» Written problem 1:
Answer these questions using the passage below on the Transportation Equity Act for the 21st Century, one answer per line:
(a) On what date was TEA-21 enacted?
(b) Up to how much credit assistance does TIFIA enable the USDOT to provide?
(c) What is the name of the single program into which all equity adjustment funding categories are collapsed?
» Written problem 2: Count the lines in the rows below that contain the word "house", and give only that number.

— Start Excerpt to read —

The Transportation Equity Act for the 21st Century

TEA-21 was enacted June 9, 1998 as Public Law 105-178. TEA-21 authorizes the Federal surface transportation programs for highways, highway safety, and transit for the 6-year period 1998-2003. The TEA 21 Restoration Act, enacted July 22, 1998, provided technical corrections to the original law.

By and large, the Act maintains the core surface transportation programs authorized under the Intermodal Surface Transportation Efficiency Act of 1991. However, the Act does effect several significant changes, including an increase in authorized funding to $175 billion for highways and $42 billion for transit over six years. It also substantially alters the budgetary treatment of the Federal-aid highway program and collapses all equity adjustment funding categories into a single program known as Minimum Guarantee. TEA 21 also provides new grants, management flexibilities, and project financing opportunities to state Departments of Transportation (DOTs) and other project sponsors. Major finance provisions include:

  • Enactment of a new pilot program to supplement the existing state infrastructure bank (SIB) pilot for four states;
  • Enactment of the Transportation Infrastructure Finance and Innovative Act (TIFIA), which enables the USDOT to provide up to $10.6 billion in credit assistance (through loans, loan guarantees, and standby lines of credit) to major projects of national significance;
  • Language offering new means for states to generate income for surface transportation projects through tolls; and,
  • Language offering more flexibility in non Federal matching share requirements

Before enactment of TEA-21, most of the Federal highway and transit programs were part of a broad budget category with other domestic discretionary programs (for which spending authority is typically provided through annual appropriations acts). As Congress annually weighed spending priorities in an effort to balance the budget, the surface transportation programs competed for budgetary resources with other discretionary programs like education, housing, environment, and energy.

Under TEA-21, new budget categories are established for highway and transit discretionary spending, effectively establishing a budgetary "firewall" between each of those programs and all other domestic discretionary programs. The new categories are still subject to budget constraints, but reductions in highway or transit spending will not automatically free up spending for other programs. This removes the principal incentive to limit highway or transit spending. The highway firewall "protects" the obligation limitation for Federal-aid highways plus the motor carrier and other highway safety programs (highway safety grants and National Highway Traffic Safety Administration operations and research) that have contract authority.

The highway program funding level protected by the firewall is the result of a negotiated process, including members of the Congressional transportation authorization committees, the budget committees, and the Administration. All the parties recognized the increasing disparity between the receipts from highway user taxes and highway spending, but they also shared a commitment to attaining a balanced Federal budget. The guaranteed funding levels reflect a compromise between those competing goals, but TEA-21 included a process for adjusting the firewall levels should Highway Trust Fund receipts be higher than projected at the time the firewall levels were set.

— End Excerpt to read —
— Start Records —

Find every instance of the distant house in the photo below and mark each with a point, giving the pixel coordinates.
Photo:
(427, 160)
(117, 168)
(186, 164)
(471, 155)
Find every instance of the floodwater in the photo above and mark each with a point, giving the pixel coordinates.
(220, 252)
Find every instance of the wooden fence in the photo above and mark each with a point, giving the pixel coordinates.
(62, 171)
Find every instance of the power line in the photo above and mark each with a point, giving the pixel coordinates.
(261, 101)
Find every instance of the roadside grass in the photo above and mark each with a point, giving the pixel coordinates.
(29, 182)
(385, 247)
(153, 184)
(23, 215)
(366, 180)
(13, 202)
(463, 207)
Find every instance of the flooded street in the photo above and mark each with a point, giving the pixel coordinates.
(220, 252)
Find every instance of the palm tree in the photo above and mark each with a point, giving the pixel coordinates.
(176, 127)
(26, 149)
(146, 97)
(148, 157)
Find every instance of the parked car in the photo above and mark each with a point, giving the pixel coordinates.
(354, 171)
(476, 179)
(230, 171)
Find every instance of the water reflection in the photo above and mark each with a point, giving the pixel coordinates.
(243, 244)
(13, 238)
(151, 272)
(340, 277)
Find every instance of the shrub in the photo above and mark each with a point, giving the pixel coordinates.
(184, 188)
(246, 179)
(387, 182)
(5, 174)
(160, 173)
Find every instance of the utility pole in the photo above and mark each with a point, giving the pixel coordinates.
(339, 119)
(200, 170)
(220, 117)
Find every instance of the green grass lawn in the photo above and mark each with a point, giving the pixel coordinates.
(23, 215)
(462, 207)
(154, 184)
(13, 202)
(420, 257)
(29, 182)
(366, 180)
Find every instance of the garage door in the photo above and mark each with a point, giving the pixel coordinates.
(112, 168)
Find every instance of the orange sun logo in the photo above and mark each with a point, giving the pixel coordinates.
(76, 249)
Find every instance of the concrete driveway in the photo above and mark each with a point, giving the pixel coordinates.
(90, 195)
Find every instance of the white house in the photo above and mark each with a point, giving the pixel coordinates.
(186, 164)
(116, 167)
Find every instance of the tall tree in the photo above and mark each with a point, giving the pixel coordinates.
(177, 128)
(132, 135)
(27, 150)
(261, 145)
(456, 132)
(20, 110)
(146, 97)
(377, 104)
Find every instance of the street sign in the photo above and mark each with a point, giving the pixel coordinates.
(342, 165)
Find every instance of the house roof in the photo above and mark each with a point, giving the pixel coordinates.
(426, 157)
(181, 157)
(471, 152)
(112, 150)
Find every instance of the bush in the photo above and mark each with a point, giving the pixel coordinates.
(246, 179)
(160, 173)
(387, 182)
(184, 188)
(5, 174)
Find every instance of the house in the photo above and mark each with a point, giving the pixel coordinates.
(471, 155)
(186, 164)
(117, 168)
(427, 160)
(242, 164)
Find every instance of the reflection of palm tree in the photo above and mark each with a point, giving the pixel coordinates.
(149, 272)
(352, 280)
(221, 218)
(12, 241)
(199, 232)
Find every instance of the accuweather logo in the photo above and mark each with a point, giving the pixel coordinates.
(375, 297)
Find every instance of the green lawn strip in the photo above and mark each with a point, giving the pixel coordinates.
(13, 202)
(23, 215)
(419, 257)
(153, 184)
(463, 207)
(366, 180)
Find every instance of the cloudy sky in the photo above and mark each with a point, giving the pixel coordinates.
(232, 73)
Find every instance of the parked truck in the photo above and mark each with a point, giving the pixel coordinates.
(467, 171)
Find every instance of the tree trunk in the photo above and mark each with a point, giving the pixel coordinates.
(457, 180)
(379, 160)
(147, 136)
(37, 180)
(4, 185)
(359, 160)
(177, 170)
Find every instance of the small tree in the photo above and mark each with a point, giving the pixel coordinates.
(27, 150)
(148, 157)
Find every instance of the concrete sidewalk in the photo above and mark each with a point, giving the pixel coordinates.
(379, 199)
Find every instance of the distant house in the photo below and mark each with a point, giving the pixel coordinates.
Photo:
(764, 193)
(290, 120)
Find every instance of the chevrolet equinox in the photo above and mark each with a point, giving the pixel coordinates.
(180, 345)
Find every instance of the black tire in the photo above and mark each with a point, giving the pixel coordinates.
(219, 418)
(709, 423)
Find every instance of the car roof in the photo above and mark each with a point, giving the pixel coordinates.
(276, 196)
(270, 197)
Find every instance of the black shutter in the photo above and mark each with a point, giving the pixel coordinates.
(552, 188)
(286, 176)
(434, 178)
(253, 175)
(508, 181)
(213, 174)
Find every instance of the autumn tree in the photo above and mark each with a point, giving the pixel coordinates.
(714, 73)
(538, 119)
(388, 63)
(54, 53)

— End Records —

» Problem solution 1:
(a) June 9, 1998
(b) Up to $10.6 billion
(c) Minimum Guarantee

» Problem solution 2: 5